PROVIDED INFORMATION below:

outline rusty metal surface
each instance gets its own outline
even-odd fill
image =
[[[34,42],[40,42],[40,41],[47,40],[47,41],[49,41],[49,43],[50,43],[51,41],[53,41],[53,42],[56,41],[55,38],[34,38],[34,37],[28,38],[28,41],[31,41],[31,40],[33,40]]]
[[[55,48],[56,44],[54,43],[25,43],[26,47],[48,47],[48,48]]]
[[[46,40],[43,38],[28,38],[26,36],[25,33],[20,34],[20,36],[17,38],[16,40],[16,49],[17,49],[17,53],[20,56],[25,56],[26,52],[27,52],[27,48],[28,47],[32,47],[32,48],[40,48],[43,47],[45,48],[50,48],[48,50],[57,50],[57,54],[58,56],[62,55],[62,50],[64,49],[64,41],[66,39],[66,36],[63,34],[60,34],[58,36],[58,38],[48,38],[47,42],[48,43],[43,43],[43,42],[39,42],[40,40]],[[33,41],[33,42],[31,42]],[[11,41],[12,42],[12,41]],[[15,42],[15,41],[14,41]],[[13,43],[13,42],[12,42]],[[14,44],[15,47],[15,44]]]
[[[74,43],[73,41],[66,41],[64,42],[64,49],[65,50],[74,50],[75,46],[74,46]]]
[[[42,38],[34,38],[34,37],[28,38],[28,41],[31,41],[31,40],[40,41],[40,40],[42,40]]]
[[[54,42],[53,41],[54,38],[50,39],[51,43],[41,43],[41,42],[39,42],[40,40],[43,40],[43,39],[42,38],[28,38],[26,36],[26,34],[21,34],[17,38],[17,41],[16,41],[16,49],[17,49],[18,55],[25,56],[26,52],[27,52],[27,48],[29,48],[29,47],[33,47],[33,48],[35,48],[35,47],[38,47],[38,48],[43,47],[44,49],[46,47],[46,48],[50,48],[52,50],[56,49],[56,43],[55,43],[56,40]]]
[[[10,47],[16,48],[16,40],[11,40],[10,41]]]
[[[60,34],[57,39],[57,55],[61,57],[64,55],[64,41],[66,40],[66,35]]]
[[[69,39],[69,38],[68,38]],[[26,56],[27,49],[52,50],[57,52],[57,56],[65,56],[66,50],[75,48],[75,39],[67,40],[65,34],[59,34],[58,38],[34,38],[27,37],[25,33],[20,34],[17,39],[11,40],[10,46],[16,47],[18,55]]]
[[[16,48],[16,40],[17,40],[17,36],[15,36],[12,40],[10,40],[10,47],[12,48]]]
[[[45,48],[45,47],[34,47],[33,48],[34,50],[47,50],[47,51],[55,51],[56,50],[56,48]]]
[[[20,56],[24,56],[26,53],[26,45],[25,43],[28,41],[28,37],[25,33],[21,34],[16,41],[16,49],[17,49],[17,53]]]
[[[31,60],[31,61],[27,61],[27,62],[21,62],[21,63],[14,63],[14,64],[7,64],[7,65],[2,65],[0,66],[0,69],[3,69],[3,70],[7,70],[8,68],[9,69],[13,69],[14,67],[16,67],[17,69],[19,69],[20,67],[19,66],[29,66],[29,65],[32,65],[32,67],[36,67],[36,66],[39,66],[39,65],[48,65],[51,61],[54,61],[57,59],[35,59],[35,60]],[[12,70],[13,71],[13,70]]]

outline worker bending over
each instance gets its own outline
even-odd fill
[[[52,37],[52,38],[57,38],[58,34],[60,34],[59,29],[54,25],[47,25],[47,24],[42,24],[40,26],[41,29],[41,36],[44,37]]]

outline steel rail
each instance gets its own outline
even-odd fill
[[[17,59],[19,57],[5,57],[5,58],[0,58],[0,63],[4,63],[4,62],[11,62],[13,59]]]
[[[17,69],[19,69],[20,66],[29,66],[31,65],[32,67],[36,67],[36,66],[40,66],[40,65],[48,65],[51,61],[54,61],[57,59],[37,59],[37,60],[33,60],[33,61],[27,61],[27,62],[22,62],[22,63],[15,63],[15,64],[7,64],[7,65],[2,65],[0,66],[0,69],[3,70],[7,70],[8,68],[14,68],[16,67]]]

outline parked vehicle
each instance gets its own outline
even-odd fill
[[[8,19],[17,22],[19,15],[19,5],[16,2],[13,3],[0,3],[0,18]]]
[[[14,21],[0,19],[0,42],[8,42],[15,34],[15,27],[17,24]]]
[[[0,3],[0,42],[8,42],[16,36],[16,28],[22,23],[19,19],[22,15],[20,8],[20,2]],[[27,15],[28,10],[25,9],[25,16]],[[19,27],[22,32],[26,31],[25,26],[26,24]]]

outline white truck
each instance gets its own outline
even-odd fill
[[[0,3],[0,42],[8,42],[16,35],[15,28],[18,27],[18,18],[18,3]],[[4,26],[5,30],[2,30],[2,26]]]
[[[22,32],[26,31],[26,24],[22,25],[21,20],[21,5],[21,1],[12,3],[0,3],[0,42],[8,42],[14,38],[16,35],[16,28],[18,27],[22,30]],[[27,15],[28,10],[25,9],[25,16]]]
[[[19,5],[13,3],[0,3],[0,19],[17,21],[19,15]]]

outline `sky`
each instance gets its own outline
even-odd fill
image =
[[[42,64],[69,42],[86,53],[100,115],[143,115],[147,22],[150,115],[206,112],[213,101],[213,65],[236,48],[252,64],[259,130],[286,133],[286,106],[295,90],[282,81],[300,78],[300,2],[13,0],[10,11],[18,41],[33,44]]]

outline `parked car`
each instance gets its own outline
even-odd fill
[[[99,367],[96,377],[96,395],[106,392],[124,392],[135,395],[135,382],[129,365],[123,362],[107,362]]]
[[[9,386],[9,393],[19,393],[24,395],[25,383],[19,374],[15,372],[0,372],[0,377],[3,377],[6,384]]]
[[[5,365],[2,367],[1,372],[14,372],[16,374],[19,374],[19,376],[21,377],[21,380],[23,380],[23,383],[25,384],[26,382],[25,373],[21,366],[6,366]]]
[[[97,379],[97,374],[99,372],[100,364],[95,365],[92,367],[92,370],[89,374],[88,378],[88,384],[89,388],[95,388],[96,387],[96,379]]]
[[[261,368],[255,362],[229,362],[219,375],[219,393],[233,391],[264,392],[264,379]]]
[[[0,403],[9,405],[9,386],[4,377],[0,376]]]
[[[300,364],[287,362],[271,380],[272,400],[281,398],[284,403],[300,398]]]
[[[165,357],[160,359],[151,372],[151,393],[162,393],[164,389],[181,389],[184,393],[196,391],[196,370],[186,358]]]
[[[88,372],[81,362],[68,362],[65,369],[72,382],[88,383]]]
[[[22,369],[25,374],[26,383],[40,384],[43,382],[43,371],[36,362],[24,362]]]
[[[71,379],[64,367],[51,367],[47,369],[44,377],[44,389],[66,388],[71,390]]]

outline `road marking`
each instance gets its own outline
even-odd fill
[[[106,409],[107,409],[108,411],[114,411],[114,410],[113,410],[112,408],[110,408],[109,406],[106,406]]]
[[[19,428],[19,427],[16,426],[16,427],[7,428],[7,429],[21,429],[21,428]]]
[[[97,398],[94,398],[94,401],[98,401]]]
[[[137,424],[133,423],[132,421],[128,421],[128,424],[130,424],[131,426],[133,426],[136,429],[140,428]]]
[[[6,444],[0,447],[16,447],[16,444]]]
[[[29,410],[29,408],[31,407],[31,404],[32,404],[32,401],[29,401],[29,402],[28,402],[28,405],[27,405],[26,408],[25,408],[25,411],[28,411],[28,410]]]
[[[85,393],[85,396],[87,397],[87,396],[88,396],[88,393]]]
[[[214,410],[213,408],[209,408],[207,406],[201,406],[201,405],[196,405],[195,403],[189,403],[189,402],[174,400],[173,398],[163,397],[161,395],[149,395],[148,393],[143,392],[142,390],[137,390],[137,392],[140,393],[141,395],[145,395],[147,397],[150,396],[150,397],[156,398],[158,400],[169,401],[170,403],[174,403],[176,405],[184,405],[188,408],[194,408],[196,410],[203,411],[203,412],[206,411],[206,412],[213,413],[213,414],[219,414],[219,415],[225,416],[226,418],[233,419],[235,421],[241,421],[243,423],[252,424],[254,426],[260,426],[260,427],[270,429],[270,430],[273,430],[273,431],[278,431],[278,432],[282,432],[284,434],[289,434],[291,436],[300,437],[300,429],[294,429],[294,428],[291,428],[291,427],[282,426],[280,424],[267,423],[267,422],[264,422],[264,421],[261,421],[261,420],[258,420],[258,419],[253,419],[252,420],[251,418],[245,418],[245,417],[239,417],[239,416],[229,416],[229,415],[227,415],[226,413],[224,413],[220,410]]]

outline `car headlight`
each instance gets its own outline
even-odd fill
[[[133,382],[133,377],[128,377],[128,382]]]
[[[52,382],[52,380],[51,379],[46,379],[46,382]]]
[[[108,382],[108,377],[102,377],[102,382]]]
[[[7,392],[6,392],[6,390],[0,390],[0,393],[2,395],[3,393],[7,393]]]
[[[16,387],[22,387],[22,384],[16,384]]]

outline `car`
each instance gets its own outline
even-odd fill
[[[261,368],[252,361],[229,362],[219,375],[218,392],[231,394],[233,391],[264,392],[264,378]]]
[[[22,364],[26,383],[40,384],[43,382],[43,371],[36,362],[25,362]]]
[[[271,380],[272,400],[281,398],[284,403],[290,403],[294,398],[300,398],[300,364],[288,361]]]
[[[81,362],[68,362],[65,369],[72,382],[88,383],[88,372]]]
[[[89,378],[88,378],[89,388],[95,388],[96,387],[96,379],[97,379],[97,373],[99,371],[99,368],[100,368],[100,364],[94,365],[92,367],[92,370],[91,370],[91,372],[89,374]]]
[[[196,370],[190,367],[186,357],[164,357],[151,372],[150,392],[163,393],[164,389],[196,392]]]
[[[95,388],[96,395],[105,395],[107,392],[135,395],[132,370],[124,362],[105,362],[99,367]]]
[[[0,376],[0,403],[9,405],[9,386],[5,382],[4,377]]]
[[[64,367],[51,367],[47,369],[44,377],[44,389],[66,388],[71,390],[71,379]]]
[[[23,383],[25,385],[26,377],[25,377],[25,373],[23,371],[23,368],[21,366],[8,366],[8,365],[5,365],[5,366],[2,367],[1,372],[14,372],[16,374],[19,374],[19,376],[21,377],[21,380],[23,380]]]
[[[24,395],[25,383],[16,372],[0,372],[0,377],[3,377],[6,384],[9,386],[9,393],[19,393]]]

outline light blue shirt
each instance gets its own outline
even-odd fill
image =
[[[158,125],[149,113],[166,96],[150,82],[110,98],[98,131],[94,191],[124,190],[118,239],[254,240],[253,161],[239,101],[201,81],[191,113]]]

End of PROVIDED INFORMATION.

> _WHAT IS NEEDED_
Scan the material above. Return every line containing the string "parked".

> _REPLY_
outline parked vehicle
outline `parked car`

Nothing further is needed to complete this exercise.